◆ What is needed
Using the text on genetic engineering below, decide whether each statement agrees with it, answering yes or no and quoting the deciding words exactly. (a) Betty and Bob's new baby is a girl. (b) Our genes contain over 3000 million bits of information. (c) Deafness is among the diseases that a single gene can sometimes be accountable for.

◆ Document segment
::::
“Blue.Yes blue is a good colour,” he says, “for the eyes. Yes. Especially if she’s going to have blond hair.”
“Are we having a girl?” she says.
“Well, I’d like a girl.”
Kenneth and Barbara are picking out a child from the latest range of designer genes. Across the road, Betty and Bob are gurgling over their new born baby boy. He looks just like uncle Burt – the poor mite – but he has all his parts and they all work and Betty and Bob are delighted.
Kenneth and Barbara have heard about genetic engineering and they’re planning to have a perfect child.
Much like the doggy in the window, they can pick and choose – the intelligence, the personality and the colour and shape of the external features.
The Human Genome Project makes this all possible. Our genes are the reason we turn out the way we do. They’re the instructions which make us human and they contain over 3000 million bits of information – which go a long way towards making each one of us unique.
If we zone in on the incredible power of genetic engineering it becomes possible to fine-tune certain genes for various functions and medical conditions. Sometimes a single gene can be accountable for diseases like cystic fibrosis, cancer, schizophrenia, anxiety, arthritis and deafness.
::::
◆ Source information
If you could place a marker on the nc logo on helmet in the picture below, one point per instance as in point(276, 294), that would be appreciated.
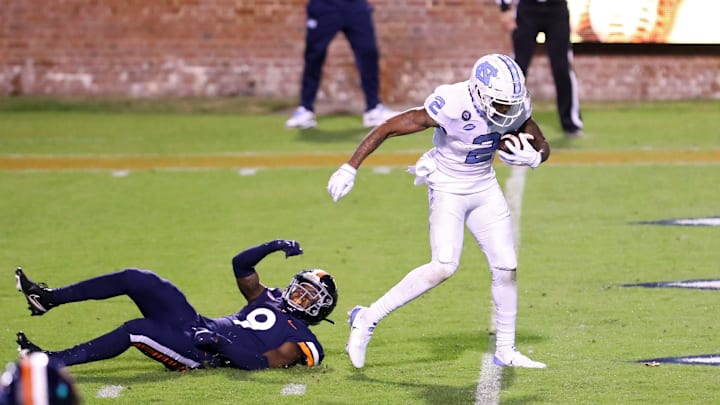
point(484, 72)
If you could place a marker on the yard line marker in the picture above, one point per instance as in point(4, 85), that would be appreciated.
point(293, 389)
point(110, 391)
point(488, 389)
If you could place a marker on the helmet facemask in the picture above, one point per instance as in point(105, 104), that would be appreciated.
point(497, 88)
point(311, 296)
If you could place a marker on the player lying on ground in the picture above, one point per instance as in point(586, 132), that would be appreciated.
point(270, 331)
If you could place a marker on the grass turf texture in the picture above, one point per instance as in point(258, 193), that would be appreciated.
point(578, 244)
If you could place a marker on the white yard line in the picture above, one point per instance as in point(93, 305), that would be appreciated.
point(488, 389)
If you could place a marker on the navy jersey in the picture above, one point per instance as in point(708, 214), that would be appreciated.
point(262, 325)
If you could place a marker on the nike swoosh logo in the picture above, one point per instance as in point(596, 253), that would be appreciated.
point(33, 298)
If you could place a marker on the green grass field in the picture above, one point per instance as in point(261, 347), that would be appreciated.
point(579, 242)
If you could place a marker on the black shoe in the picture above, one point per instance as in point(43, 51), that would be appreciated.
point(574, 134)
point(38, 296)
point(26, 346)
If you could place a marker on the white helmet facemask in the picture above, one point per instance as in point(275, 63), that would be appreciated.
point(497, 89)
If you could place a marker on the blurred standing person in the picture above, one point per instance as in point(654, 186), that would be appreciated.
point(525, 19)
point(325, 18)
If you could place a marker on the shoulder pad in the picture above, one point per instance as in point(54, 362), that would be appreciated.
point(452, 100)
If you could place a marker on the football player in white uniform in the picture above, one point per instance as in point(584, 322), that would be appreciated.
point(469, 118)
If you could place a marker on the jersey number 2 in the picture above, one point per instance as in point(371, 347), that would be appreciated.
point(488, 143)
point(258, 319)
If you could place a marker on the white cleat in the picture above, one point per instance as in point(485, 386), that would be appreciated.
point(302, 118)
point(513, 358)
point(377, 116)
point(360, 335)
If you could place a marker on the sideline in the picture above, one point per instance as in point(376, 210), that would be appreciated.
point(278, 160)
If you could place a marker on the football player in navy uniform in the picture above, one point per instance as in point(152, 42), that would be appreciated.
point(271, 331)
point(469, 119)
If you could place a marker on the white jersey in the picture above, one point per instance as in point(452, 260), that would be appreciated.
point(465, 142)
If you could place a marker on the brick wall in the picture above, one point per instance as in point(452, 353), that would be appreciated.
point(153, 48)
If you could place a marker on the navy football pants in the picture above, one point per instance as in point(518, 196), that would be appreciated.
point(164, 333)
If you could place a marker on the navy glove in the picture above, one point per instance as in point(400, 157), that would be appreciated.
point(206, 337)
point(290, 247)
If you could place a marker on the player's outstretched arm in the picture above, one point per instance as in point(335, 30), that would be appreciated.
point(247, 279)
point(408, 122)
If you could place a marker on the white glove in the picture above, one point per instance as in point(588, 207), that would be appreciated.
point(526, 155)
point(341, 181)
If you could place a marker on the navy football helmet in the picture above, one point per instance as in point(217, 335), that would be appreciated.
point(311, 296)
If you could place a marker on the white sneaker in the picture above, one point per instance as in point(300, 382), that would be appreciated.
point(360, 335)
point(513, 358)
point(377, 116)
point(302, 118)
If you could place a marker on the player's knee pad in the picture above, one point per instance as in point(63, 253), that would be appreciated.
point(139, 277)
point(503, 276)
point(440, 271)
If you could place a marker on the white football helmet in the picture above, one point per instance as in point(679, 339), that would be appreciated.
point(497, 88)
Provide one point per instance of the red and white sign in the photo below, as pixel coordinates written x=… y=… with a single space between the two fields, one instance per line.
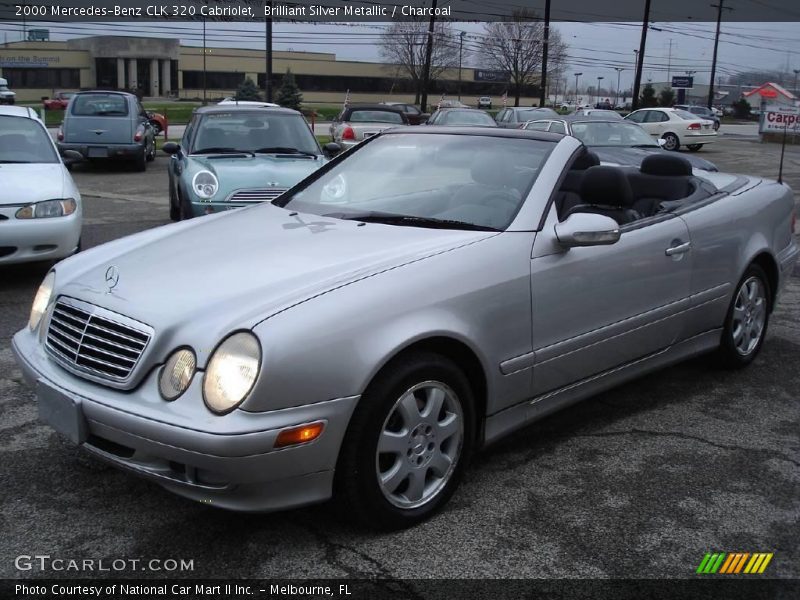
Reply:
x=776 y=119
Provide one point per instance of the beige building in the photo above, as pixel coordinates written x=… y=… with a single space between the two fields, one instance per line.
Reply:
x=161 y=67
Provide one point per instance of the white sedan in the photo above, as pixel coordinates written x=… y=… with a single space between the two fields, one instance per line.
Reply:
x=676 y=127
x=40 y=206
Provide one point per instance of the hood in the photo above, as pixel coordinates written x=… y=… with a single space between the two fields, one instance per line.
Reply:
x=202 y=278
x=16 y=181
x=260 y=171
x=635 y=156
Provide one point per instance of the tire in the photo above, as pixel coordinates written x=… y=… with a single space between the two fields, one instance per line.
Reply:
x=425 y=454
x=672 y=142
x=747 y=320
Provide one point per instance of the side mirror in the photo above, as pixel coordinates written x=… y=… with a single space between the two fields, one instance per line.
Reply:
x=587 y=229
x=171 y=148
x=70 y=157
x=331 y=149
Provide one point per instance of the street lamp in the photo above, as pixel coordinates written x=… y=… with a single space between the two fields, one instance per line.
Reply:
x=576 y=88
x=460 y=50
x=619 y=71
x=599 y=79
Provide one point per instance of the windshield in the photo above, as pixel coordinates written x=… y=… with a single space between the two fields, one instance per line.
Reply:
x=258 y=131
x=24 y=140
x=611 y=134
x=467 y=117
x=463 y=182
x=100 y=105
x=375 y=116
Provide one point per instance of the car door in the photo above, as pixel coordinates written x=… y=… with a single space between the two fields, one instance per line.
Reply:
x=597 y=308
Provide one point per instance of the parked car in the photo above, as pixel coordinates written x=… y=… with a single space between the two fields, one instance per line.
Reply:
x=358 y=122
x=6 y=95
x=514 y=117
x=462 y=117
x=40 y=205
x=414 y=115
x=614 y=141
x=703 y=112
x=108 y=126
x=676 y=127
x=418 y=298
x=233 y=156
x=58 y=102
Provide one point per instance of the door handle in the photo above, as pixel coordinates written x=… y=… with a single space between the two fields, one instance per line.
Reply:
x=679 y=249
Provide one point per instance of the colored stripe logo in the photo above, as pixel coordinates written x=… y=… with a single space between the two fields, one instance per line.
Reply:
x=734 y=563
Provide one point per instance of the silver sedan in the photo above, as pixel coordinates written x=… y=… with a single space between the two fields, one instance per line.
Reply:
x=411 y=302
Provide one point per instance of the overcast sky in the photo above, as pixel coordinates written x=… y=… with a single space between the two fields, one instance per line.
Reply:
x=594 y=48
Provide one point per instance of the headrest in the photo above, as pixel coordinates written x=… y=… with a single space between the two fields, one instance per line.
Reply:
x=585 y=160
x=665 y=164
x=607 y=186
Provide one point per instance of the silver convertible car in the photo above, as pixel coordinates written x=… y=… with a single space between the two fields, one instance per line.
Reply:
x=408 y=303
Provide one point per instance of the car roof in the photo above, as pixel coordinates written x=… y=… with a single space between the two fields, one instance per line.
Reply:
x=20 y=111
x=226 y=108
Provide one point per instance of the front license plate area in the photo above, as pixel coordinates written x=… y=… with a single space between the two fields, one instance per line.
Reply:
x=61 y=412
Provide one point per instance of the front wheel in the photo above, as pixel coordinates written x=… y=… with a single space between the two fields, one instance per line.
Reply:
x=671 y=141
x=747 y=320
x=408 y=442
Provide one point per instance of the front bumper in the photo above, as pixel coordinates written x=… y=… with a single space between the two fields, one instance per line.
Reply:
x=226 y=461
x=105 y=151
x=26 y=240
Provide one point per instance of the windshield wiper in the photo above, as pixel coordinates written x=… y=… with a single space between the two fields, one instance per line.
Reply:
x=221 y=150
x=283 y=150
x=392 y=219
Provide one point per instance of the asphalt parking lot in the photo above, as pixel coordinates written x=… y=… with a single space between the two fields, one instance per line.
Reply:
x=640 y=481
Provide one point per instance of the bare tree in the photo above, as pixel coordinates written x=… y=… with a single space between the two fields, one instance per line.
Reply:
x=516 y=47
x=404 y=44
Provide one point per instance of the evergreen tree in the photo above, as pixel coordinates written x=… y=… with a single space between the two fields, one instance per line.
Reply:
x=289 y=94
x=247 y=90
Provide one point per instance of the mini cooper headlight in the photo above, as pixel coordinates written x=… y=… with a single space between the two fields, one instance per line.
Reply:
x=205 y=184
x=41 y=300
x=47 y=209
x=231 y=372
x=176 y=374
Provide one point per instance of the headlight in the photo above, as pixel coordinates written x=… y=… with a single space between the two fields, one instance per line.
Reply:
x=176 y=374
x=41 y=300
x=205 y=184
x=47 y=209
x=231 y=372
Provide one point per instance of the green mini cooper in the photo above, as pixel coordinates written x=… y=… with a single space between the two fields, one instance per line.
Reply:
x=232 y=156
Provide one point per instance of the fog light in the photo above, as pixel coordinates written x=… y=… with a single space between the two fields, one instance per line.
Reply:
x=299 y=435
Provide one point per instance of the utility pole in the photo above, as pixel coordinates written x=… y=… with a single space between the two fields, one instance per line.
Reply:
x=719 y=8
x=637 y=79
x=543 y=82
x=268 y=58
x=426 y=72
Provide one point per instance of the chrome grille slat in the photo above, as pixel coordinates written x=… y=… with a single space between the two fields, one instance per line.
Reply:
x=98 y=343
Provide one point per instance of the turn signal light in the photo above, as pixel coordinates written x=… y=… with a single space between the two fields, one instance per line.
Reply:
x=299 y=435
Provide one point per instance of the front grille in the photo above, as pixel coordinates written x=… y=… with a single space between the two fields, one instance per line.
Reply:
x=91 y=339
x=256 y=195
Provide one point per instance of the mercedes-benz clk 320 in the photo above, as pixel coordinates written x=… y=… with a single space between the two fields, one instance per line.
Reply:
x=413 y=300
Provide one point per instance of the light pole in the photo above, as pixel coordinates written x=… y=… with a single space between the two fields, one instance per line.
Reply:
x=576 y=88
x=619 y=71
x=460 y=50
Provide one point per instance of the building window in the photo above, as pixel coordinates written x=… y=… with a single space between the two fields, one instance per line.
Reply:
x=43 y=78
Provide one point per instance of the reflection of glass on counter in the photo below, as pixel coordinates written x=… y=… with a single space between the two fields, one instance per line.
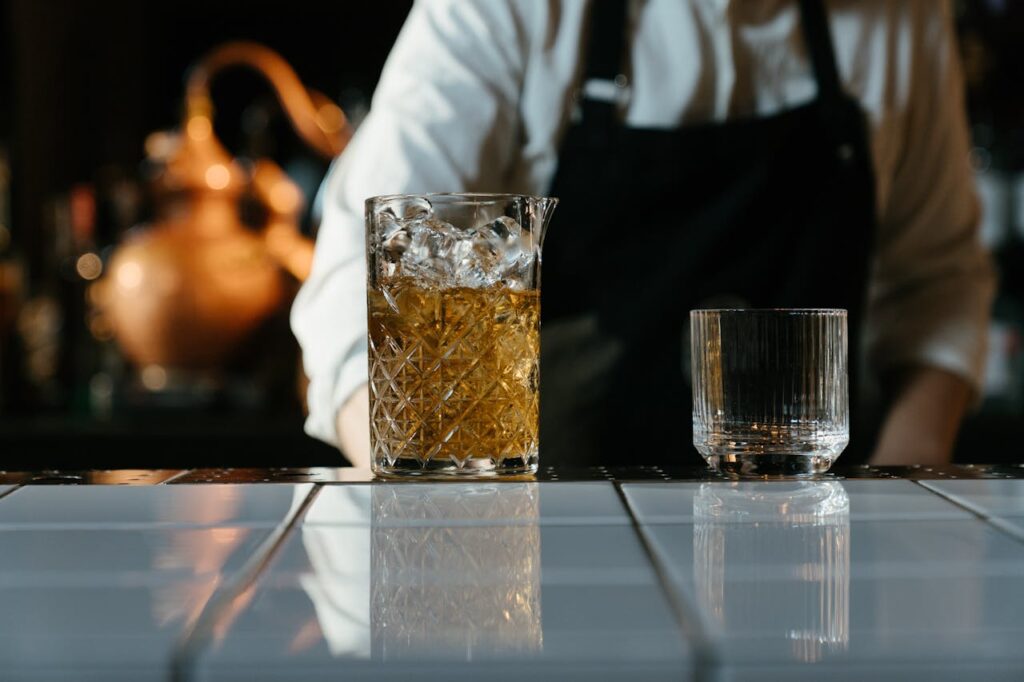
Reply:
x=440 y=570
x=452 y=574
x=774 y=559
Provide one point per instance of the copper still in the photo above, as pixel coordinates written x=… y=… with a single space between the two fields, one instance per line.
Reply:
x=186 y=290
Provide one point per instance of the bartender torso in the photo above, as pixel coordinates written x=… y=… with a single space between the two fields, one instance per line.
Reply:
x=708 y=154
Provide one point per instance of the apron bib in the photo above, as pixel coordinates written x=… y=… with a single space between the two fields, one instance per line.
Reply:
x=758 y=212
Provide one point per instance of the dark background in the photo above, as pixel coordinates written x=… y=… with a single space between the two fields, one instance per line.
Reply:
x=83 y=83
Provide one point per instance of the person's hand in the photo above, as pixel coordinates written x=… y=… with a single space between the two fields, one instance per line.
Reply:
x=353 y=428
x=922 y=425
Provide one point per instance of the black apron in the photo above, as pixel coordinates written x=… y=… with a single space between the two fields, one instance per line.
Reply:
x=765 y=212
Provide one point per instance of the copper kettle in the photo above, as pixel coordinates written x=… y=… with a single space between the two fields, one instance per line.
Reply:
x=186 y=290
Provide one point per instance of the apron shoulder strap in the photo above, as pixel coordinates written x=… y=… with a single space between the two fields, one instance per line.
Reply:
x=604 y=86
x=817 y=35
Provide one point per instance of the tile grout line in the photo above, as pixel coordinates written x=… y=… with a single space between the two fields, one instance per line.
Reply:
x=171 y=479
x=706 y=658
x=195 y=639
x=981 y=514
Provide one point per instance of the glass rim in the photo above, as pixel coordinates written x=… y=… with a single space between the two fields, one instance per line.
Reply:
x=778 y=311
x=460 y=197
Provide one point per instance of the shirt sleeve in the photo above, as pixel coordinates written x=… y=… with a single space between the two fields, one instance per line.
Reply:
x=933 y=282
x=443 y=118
::::
◆ Answer section
(a) No: "Betty and Bob are gurgling over their new born baby boy"
(b) Yes: "they contain over 3000 million bits of information"
(c) Yes: "Sometimes a single gene can be accountable for diseases like cystic fibrosis, cancer, schizophrenia, anxiety, arthritis and deafness."